- **ENTRIES SHOWN**:
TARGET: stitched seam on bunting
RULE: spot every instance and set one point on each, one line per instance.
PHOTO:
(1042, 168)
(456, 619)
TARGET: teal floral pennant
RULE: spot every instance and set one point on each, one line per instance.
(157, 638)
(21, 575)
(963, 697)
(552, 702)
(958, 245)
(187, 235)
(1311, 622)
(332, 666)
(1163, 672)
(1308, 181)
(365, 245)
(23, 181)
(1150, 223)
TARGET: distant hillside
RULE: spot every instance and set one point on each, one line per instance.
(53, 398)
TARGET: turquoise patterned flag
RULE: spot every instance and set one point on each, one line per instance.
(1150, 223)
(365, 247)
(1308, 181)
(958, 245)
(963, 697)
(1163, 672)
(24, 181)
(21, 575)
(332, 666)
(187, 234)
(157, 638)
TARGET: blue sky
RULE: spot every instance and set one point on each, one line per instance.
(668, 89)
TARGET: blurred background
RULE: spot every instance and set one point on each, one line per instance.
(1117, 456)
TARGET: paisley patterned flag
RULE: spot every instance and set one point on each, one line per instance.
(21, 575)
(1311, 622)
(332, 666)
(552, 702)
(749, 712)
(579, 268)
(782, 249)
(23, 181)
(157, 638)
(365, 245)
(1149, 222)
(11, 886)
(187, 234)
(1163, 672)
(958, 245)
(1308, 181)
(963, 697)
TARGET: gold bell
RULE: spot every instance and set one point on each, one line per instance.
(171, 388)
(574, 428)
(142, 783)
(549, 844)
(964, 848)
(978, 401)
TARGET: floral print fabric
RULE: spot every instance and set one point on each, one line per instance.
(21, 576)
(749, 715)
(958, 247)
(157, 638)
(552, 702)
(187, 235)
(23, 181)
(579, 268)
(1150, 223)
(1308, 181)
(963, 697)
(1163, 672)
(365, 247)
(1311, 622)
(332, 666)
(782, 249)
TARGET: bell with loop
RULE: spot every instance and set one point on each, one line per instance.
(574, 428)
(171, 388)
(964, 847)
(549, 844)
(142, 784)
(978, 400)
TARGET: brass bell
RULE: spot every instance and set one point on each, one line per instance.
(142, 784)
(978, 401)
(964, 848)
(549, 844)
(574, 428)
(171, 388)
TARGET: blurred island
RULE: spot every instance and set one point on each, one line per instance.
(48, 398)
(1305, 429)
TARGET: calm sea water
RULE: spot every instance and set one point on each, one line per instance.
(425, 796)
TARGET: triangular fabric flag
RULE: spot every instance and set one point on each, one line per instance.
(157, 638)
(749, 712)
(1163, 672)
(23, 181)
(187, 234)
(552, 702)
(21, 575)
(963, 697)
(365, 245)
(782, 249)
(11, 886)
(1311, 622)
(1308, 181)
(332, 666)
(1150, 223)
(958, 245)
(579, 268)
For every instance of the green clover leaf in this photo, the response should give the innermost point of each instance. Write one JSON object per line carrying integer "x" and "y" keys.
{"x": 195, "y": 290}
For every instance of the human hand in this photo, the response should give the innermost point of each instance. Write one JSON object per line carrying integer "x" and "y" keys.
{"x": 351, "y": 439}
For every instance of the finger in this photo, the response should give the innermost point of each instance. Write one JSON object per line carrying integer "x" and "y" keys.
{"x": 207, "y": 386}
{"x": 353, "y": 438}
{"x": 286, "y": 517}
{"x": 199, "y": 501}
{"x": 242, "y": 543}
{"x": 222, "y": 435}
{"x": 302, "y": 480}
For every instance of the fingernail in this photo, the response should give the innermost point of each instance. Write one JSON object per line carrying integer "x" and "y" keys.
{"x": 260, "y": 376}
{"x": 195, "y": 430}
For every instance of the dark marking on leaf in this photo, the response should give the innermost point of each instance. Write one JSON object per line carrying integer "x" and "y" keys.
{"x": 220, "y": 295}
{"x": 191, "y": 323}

- **REQUIRED TASK**: Write out the material exactly as given.

- **CORRECT RESPONSE**:
TARGET: stitched seam on bunting
RULE: spot every instance and set one point on each, one line per instance.
PHOTO:
(1042, 168)
(456, 619)
TARGET: teal floral pennant
RULE: spot every instance and set one point on each, one line per instance.
(157, 638)
(21, 575)
(963, 697)
(552, 702)
(958, 245)
(187, 235)
(1311, 622)
(332, 666)
(1163, 672)
(1308, 181)
(365, 245)
(23, 181)
(1150, 223)
TARGET: distant hillside
RULE: spot every instance and set one point on each, one line per instance.
(53, 398)
TARGET: turquoise patterned flag
RULE: spot every instance and set one point on each, one line per instance.
(1150, 223)
(365, 247)
(1308, 181)
(958, 245)
(963, 697)
(1163, 672)
(24, 181)
(21, 575)
(332, 666)
(187, 234)
(157, 638)
TARGET: blue sky
RULE: spot every instance and set one point on each, one line per instance.
(668, 89)
TARGET: blurred background
RULE: spot every instance and set one point on each, one line per instance.
(1117, 456)
TARGET: paisley patterned flag
RULE: spot every instance and set one point on each, one line per instance.
(21, 575)
(1311, 622)
(332, 666)
(552, 702)
(749, 712)
(579, 268)
(782, 249)
(23, 181)
(157, 638)
(365, 245)
(1149, 222)
(11, 886)
(187, 234)
(1163, 672)
(958, 245)
(1308, 181)
(963, 697)
TARGET: gold bell
RULE: spot every instance and set one point on each, one line per instance.
(171, 388)
(574, 428)
(142, 783)
(549, 844)
(964, 848)
(978, 401)
TARGET: floral print fabric
RULE: spot every instance and set one point on each, one line per instance.
(21, 576)
(749, 715)
(958, 247)
(157, 638)
(552, 702)
(187, 235)
(23, 181)
(579, 268)
(1150, 223)
(1308, 181)
(963, 697)
(1163, 672)
(365, 247)
(1311, 622)
(332, 666)
(782, 249)
TARGET: bell with loop
RULE: spot every instance and set one point on each, one line per instance.
(574, 428)
(171, 388)
(964, 847)
(549, 844)
(142, 784)
(978, 400)
TARGET: brass bell
RULE: spot every instance and set one point on each, one line per instance.
(142, 784)
(978, 401)
(964, 848)
(549, 844)
(574, 428)
(171, 388)
TARGET: blurred island
RULE: spot every instance and set one point on each, one line per instance.
(48, 398)
(1305, 429)
TARGET: calm sea water
RULE: spot every instance and set one point on each, one line per instance.
(425, 796)
TARGET: triangular fabric flag
RULE: spot every instance and set one point on each, one line per instance.
(157, 638)
(749, 712)
(1163, 672)
(23, 181)
(187, 234)
(552, 702)
(21, 575)
(963, 697)
(365, 245)
(782, 249)
(11, 886)
(1311, 622)
(1308, 181)
(332, 666)
(1150, 223)
(958, 245)
(579, 268)
For every instance of the green clover leaf in this photo, the response should give the innermost point of each instance. Write one JSON object per line carrying integer "x" and "y" keys.
{"x": 195, "y": 290}
For every instance of the human hand in this photo, the response should give the innermost point of each instance. Write one JSON object per line carrying integer "x" and "y" keys.
{"x": 351, "y": 439}
For every instance of the finger in this photo, the response should give the innermost point of each instance. Write one JSON object per line carrying integer "x" and "y" keys.
{"x": 207, "y": 386}
{"x": 353, "y": 438}
{"x": 286, "y": 517}
{"x": 199, "y": 501}
{"x": 242, "y": 543}
{"x": 222, "y": 435}
{"x": 302, "y": 480}
For every instance of the fingernail in this photo, the response should give the innermost point of each instance. Write one JSON object per line carrying integer "x" and "y" keys.
{"x": 260, "y": 376}
{"x": 195, "y": 430}
For every instance of the dark marking on leaf in this photo, the response should give the innermost point of each instance. Write one JSON object per line carrying integer "x" and "y" keys.
{"x": 220, "y": 295}
{"x": 191, "y": 323}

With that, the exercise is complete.